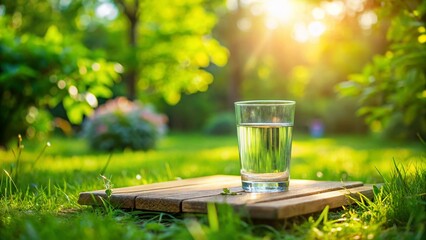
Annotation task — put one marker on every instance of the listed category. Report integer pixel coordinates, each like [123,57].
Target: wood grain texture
[193,196]
[298,188]
[307,204]
[125,197]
+++
Consigne: Reproduisez à l'identique l'ensemble des lignes ci-dessus, sans reprendre les images.

Réponse à l'exercice:
Annotation task — put one marker on every instance of the listed category. Report integer pixel coordinates, each like [123,57].
Target: wood grain texture
[193,196]
[298,188]
[307,204]
[125,197]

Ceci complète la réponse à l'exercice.